_Compito richiesto 1:_ Secondo il testo fornito, quante volte Luigi Di Maio ha applaudito le parole di Mario Draghi a Palazzo Madama?
_Compito richiesto 2:_ Trascrivi dal testo fornito il passo che va da "Lo aveva fatto" fino a "Filippo il Macedone." compreso.
======== Testo fornito ========
Mr Bce raccoglie l’assist di Giggino per mettere i sigilli al Parlamento

Lo sventurato applaudiva, come un monaco di Monza. Per tre volte Luigi Di Maio, seduto alla sinistra di Mario Draghi a Palazzo Madama, ha offerto un sentito consenso digitale alle parole del premier, ribadendo in faccia a tutti i 73 senatori pentastellati di sentirsi profondamente draghiano. Anzi il prediletto, un anno di Cepu alla Farnesina è servito. Oggi è governista, europeista, atlantista, molto diversamente Di Battista. Ed è riuscito a terremotare il campo di Giuseppe Conte.Quella dell’applausometro è la scena simbolo del lavoro di Supermario: slegare sempre più il governo dal Parlamento, proseguire nell’azione senza fare i conti (e far di conto) con la politica. La maggioranza degli italiani è contro la guerra? Lui si rifà al voto del primo marzo e tira dritto, considerando incidenti di percorso le lacerazioni nei partiti. Un uomo solo al comando, gli manca la sahariana verde per essere un caudillo. Se il Paese si pone la domanda suprema (perché non si vota sull’invio delle armi all’Ucraina?), nei corridoi di Palazzo Chigi la risposta viene sussurrata a ogni giornalista di passaggio: «Perché il governo cadrebbe».
Così, in pieno accordo con il Quirinale, il premier approfitta della litigiosità delle segreterie e delle loro debolezze dopo le amministrative per rafforzare sé stesso e per blindarsi, neanche fosse un carro armato Gepard.
Lo aveva fatto con Giancarlo Giorgetti ai tempi del green pass, mettendo in difficoltà Matteo Salvini. Lo ha sperimentato chiamando direttamente Enrico Letta quando Dario Franceschini si è posto di traverso in Consiglio dei ministri. Lo ha ripetuto con i ministri di Forza Italia sul catasto mentre lo stesso Silvio Berlusconi alzava le barricate contro la patrimoniale nascosta. Divide et impera, vecchia storia da geopolitica di Filippo il Macedone.
======== Elenco fornito ========
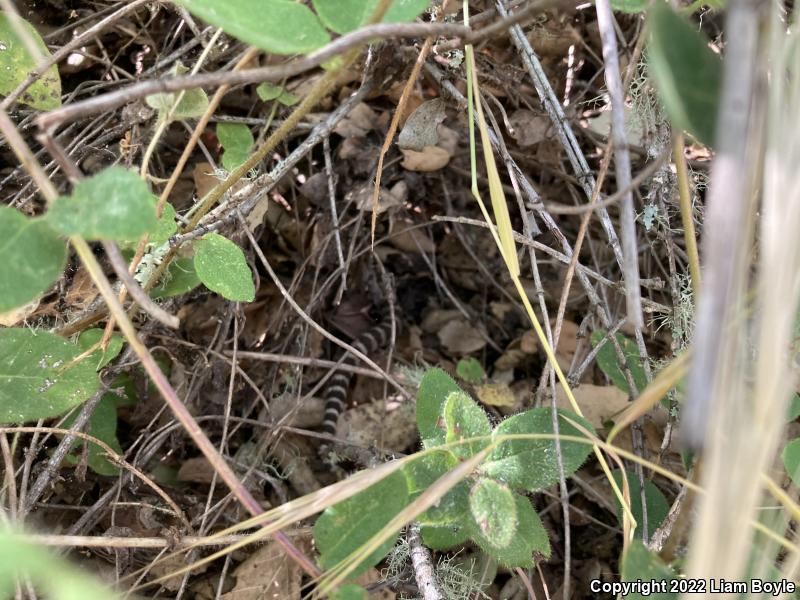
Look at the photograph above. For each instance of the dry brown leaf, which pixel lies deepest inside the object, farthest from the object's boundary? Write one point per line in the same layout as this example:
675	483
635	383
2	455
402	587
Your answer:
598	403
15	315
528	128
268	573
431	158
461	337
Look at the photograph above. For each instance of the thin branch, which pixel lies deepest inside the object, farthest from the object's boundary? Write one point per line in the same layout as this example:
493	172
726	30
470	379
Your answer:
112	100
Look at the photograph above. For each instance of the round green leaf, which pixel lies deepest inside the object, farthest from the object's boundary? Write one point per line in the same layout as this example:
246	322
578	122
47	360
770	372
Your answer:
494	510
529	537
346	526
237	140
346	15
180	278
278	26
434	388
38	379
791	460
657	505
423	472
532	464
687	74
16	62
464	419
115	204
33	258
221	266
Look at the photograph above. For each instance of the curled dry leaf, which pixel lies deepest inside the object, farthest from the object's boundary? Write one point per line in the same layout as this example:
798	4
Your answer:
461	337
431	158
420	128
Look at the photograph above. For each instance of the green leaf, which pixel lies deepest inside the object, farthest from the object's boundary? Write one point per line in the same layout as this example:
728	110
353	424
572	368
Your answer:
165	227
794	408
346	15
102	425
607	361
33	258
90	337
639	563
532	464
434	388
791	459
38	379
423	472
115	204
193	102
222	267
346	526
349	591
237	140
494	511
686	72
471	371
180	278
21	561
443	537
657	505
530	537
464	419
630	6
269	91
277	26
16	62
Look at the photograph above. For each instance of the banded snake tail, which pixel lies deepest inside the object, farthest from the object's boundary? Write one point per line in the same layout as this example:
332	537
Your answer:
370	341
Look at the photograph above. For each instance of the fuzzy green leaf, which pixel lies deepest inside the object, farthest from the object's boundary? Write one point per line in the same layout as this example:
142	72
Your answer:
686	72
493	508
22	561
115	204
657	505
471	371
607	361
791	460
434	388
639	563
443	537
532	464
181	277
166	225
222	267
530	537
237	140
423	472
16	62
464	419
346	15
346	526
33	258
38	379
103	426
277	26
90	337
192	103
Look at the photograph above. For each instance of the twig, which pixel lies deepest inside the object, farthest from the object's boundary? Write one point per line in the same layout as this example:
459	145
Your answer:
423	566
622	162
112	100
138	294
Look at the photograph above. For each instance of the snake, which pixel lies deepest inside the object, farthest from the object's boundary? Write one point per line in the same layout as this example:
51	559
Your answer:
369	342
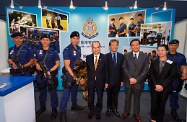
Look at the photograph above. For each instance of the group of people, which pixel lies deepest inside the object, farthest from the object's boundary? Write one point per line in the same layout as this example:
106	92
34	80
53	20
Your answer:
33	41
133	29
110	71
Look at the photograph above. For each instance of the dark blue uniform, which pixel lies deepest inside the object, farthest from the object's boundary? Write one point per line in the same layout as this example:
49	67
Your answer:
132	27
50	61
112	27
181	61
139	25
24	56
72	54
121	29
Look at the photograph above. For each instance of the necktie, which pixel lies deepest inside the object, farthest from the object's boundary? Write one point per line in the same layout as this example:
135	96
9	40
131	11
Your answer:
114	58
96	62
135	57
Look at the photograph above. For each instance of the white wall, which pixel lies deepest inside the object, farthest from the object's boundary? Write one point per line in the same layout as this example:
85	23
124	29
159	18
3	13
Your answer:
180	33
3	46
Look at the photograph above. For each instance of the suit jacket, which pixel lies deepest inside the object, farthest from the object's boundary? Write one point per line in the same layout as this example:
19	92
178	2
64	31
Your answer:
114	72
166	76
99	73
135	69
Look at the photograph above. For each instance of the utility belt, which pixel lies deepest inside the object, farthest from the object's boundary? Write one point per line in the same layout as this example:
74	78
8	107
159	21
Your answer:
51	83
20	71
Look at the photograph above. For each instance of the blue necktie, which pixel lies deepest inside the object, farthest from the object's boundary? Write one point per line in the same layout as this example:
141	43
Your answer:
135	57
114	58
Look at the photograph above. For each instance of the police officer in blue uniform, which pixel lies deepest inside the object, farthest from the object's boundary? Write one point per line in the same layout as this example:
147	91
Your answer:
132	28
178	81
122	28
20	57
112	28
51	61
70	54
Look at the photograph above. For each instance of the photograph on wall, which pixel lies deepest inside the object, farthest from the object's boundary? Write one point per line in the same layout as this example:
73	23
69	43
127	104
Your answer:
125	24
55	20
31	37
18	18
154	34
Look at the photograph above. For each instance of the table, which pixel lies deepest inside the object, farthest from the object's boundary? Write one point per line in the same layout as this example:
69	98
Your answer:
17	99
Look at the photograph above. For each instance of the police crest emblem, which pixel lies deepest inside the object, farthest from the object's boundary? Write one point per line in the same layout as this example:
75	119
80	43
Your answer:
89	29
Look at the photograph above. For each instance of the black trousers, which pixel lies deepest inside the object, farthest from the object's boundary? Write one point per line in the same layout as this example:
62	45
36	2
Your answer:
91	96
158	102
112	97
136	93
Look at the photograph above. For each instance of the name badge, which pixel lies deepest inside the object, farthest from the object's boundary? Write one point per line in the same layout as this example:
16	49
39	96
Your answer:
74	53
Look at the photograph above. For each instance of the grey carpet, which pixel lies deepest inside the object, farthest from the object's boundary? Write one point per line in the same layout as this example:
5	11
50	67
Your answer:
81	116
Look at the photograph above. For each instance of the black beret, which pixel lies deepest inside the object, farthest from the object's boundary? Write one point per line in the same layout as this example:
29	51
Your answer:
45	36
112	19
174	41
15	34
74	33
121	18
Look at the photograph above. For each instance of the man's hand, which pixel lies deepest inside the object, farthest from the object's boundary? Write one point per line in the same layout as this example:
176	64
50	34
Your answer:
133	81
82	81
106	85
158	88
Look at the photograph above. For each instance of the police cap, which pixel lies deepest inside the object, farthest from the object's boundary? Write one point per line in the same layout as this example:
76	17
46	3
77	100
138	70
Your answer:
174	41
74	33
15	34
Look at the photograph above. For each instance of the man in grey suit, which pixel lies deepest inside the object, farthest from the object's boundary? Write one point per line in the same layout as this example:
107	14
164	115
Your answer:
135	67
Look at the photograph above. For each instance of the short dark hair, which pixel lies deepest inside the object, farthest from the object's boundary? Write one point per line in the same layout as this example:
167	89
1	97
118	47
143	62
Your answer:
163	45
134	41
139	15
153	51
113	40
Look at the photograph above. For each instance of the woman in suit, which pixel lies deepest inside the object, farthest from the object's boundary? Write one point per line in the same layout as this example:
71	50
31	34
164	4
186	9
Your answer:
162	72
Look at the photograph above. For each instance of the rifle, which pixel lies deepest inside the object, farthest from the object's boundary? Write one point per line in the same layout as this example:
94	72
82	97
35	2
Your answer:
16	61
45	70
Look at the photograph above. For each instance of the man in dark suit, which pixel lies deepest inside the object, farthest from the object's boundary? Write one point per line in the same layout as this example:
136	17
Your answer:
114	77
136	67
96	64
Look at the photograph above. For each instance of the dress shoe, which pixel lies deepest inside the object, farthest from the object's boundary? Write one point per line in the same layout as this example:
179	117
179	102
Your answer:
90	115
53	113
125	115
76	107
63	117
98	116
108	113
40	111
116	113
138	118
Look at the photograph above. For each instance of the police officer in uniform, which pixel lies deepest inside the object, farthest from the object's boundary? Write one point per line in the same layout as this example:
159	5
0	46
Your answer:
20	57
122	28
70	54
52	61
132	28
112	28
178	81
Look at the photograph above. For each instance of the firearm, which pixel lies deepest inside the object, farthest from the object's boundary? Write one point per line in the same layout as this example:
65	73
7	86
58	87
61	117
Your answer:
45	70
16	61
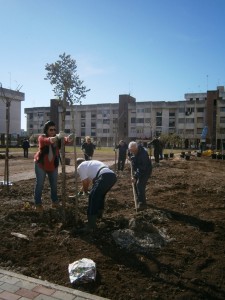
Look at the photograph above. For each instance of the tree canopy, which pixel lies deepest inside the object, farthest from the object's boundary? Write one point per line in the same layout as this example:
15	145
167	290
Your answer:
63	76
========
_Risposta al compito 1:_ Per tre volte.

_Risposta al compito 2:_
Lo aveva fatto con Giancarlo Giorgetti ai tempi del green pass, mettendo in difficoltà Matteo Salvini. Lo ha sperimentato chiamando direttamente Enrico Letta quando Dario Franceschini si è posto di traverso in Consiglio dei ministri. Lo ha ripetuto con i ministri di Forza Italia sul catasto mentre lo stesso Silvio Berlusconi alzava le barricate contro la patrimoniale nascosta. Divide et impera, vecchia storia da geopolitica di Filippo il Macedone.